▶ _Extract to read_:
Another rTMS modality is ''theta-burst stimulation'' (TBS). This modality consists of a series of pulses, usually between 3 to 5, at 50 Hz (called a ''burst''), delivered at a frequency of 5 Hz. This frequency coincides with the theta frequency band of the electroencephalography (EEG), hence its name. TBS protocols are also either inhibitory or excitatory. iTBS has been reported to exert excitatory effects and consists of a train of ''bursts'' with a pause in between (usually, a 2-second train with an 8-second pause). Therefore, a session containing 1,200 pulses can be performed in less than 8 minutes. cTBS shows inhibitory effects and, just as conventional LF-rTMS, does not require intervals between trains. Therefore, a session of cTBS with 1,200 pulses can be delivered in approximately 3 minutes.21 The short duration of sessions compared to standard rTMS makes TBS an appealing therapeutic tool, as discussed below.

Other TMS interventions used in clinical practice involve the combination of HF and LF protocols in the same session. One method is described as ''bilateral'' rTMS, when HF and LF are applied simultaneously or, more commonly, sequentially, to contralateral brain regions. The other method is ''priming'' rTMS, when a specific rTMS protocol is applied before another protocol, to the same brain region, to enhance the effects of the second protocol (e.g., HF before LF to enhance LF effects).22

Resting motor threshold (rMT)

The rMT is classically defined as the minimal percentage of the total stimulator output necessary to generate a MEP of 50 V amplitude or more in at least five out of 10 trials. The rMT is usually examined by targeting the motor cortex in the region of the hand representation and performing EMG on a contralateral small muscle of the hand (e.g., abductor pollicis brevis, first dorsal interosseous, or abductor digiti minimi muscle); the resulting potential is expected to have an amplitude above 50 V.23 It is important to measure the rMT at is provides evidence that a given intensity of TMS is generating a magnetic field strong enough to reach and depolarize the motor cortex, which can be extrapolated to non-motor cortical areas. The ''hotspot'' is the area where the minimum rMT is identified.

After measuring the rMT, the desired intensity for the protocol, reported as a percentage of the rMT, is selected. Conventional rTMS protocols apply intensities from 100 to 120% of the rMT, whereas for TBS intensity usually ranges from 80 to 100%. The relevance of intensity for clinical outcomes is uncertain, although use of intensities equal to or higher than 100% of rMT is advised.9

TMS coil

The shape and design of the TMS coil correlate with the intensity output, precision, and depth of the magnetic field induced. Due to the physics of magnetic fields, precision and depth are inversely related: focal fields have very limited depth, whereas deep stimulations necessarily involve the induction of a large magnetic field.3

The most commonly used coil design is the figure-of-eight, which allows induction of a highly focal magnetic field below its center, capable of producing physiological effects up to a depth of 2 cm. ''H-coils'' and ''double-cone'' coils can reach higher depths, up to 5 cm.3 Despite this characteristic, the depth of the magnetic field has not yet been correlated with clinical outcomes.

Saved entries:
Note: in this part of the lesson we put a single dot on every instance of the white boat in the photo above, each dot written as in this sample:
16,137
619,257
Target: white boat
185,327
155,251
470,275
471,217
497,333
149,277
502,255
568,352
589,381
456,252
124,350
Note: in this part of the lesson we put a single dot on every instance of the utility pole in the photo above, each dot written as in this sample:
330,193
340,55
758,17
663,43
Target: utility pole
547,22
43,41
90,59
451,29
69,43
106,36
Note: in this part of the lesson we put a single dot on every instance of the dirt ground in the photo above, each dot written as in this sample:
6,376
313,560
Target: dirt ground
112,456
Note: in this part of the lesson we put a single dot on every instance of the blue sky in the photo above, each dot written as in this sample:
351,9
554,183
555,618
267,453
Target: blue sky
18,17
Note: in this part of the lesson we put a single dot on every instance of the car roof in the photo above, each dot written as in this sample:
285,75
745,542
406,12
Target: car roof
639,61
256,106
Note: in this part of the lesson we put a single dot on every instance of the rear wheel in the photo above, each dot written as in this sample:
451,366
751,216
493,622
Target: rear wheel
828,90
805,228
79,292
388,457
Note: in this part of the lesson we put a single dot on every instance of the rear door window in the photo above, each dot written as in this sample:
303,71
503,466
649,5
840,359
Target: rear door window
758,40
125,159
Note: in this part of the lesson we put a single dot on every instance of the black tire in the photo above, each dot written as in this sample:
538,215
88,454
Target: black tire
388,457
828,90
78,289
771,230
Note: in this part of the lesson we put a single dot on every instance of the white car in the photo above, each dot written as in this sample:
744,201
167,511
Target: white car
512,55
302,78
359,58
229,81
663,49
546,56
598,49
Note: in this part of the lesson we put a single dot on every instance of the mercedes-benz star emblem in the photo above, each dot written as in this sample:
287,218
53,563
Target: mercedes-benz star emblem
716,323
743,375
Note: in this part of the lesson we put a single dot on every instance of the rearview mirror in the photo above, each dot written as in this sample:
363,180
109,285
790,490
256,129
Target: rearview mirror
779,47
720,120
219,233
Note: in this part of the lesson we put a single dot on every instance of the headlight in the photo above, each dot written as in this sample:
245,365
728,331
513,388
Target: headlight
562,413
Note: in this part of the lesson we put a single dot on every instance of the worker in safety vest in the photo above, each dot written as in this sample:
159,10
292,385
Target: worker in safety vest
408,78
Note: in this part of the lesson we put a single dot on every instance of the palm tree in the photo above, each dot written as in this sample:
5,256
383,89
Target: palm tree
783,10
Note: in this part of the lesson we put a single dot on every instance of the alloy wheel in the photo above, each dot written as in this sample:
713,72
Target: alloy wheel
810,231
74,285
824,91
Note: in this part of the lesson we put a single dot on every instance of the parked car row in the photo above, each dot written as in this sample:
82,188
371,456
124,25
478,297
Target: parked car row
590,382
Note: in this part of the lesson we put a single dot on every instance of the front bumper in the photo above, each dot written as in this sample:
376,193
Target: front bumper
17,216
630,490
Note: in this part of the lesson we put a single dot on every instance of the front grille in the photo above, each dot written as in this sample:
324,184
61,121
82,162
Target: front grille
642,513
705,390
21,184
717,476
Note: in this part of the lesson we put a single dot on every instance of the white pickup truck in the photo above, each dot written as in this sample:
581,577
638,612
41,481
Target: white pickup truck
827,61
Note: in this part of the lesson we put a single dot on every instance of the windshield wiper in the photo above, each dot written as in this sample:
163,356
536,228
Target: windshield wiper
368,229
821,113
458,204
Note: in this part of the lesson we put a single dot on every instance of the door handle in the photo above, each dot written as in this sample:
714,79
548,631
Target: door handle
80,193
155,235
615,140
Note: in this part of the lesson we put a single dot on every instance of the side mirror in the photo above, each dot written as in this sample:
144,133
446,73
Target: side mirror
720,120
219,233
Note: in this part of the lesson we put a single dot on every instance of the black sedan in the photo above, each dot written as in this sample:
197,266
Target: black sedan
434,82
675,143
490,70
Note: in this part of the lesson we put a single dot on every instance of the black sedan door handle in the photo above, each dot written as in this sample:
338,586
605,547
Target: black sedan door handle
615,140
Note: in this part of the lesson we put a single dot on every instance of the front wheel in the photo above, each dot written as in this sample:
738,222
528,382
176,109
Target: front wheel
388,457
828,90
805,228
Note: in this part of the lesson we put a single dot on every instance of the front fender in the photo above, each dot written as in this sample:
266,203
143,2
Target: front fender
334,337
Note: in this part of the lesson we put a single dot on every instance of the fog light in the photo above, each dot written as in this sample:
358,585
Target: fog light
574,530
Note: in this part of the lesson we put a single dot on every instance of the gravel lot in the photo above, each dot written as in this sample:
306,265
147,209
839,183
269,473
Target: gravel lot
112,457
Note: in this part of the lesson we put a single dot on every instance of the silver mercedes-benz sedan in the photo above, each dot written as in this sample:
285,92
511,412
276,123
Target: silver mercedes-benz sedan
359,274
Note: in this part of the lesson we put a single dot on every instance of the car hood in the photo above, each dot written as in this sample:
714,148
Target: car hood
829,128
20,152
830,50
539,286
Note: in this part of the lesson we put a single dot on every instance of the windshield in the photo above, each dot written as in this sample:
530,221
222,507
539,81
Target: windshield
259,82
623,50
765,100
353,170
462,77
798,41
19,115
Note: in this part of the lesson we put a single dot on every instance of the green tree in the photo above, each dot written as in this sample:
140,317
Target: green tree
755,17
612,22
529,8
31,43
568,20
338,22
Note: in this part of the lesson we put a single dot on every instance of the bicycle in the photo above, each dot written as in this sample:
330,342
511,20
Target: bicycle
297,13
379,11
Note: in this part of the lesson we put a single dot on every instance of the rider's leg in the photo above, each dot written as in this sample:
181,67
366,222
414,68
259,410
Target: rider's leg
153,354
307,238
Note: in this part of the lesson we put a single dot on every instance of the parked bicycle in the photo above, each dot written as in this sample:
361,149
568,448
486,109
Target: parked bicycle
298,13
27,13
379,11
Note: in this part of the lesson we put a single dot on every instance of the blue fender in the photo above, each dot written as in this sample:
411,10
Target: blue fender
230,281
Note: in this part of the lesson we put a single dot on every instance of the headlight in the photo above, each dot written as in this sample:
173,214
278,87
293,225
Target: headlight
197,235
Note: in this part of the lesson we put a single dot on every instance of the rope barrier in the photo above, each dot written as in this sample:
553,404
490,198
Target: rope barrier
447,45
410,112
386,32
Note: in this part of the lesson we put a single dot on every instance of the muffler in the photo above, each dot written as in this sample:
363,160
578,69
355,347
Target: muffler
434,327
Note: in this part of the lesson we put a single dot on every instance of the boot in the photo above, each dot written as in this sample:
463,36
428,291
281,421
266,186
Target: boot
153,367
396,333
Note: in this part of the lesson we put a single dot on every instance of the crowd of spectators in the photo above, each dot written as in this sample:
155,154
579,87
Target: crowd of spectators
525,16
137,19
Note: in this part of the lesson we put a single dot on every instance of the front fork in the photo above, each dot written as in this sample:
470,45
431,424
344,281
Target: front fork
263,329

▶ _Tasks to carry out_:
a) Rewrite the paragraph of the rTMS excerpt that begins "After measuring the rMT" as a short bulleted list, keeping its main facts.
b) Answer these questions from the rTMS excerpt, one a line:
(i) At what frequency are the bursts in TBS delivered?
(ii) In priming rTMS, is the second protocol applied to the same brain region as the first or to a different one?
(iii) Up to what depth can H-coils and double-cone coils reach?
c) Switch "sequentially" to "consecutively" in the rTMS excerpt, and write out the stretch from "Other TMS interventions" through "motor threshold (rMT)" with that change.
The saved entries are separate material and are not part of the rTMS excerpt.

▶ _Task results_:
a)
- The protocol intensity is chosen after the rMT is measured and is given as a percentage of the rMT.
- Conventional rTMS protocols use 100 to 120% of the rMT.
- TBS usually uses 80 to 100%.
- How much intensity matters for clinical outcomes is uncertain, but intensities of 100% of the rMT or more are advised.

b)
(i) 5 Hz.
(ii) The same brain region.
(iii) Up to 5 cm.

c)
Other TMS interventions used in clinical practice involve the combination of HF and LF protocols in the same session. One method is described as ''bilateral'' rTMS, when HF and LF are applied simultaneously or, more commonly, consecutively, to contralateral brain regions. The other method is ''priming'' rTMS, when a specific rTMS protocol is applied before another protocol, to the same brain region, to enhance the effects of the second protocol (e.g., HF before LF to enhance LF effects).22

Resting motor threshold (rMT)